SOURCE TEXT:
————
García used his City Club speech to unveil his first official campaign policy, more than two months after entering the race to deny Lightfoot a second term in office. Also running are activist Ja’Mal Green, Ald. Sophia King, state Rep. Kam Buckner, businessman Willie Wilson, Cook County Commissioner Brandon Johnson, former Chicago Public Schools CEO Paul Vallas and Ald. Roderick Sawyer.

The six-page plan promises a “fully funded, modern police department.” García has said the Chicago Police Department’s $1.9 billion budget in 2023 is “sufficient.”

García also vowed to increase the number of Chicago police officers by improving their working conditions.

Lightfoot’s campaign immediately responded to the fusillade of criticism from García, accusing him of aligning himself with calls to “defund the police” during the summer of 2020 after the police murder of George Floyd but now likening him to “opportunists who stick their finger in the wind and pander to the crowd” and calling him “a second-time mayoral candidate who lacks even five minutes of executive experience.”
————
DATA EXTRACTS:
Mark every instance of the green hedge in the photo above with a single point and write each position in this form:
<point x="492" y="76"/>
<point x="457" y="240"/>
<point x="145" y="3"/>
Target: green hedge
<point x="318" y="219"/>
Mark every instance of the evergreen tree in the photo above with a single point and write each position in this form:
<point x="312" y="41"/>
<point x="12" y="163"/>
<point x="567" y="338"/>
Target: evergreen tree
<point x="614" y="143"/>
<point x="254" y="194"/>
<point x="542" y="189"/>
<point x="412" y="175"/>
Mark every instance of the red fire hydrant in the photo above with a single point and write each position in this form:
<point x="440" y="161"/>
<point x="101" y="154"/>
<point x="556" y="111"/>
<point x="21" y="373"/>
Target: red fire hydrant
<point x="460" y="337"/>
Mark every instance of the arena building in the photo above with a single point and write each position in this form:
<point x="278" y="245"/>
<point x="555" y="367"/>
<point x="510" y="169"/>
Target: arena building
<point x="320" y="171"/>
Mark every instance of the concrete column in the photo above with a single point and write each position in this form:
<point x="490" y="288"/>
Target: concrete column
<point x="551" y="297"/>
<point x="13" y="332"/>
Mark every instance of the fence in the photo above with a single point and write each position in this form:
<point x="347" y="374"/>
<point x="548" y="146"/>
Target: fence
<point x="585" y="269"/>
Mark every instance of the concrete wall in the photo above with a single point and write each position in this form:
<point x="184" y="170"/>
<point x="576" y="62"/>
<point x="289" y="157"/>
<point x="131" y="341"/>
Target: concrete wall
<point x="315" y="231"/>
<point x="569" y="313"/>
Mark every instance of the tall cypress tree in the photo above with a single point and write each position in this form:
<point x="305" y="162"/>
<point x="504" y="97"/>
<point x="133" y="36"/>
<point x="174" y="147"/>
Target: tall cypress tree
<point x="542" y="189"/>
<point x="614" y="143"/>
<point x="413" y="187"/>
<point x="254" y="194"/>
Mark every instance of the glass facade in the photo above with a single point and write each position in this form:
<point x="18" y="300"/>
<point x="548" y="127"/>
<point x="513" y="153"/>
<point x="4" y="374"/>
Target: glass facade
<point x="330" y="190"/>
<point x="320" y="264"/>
————
WHAT YOU WILL DO:
[1] According to the article on García's campaign, which police budget has García called "sufficient"?
[2] For each statement, say whether it agrees with the article on García's campaign, and quote the deciding words. (a) García's City Club speech introduced his first official campaign policy. (b) García's plan runs eight pages. (c) García entered the race less than a month before the speech.

ANSWERS FOR THIS EXERCISE:
[1] The Chicago Police Department's $1.9 billion budget in 2023.

[2]
(a) Yes: "García used his City Club speech to unveil his first official campaign policy"
(b) No: "The six-page plan"
(c) No: "more than two months after entering the race"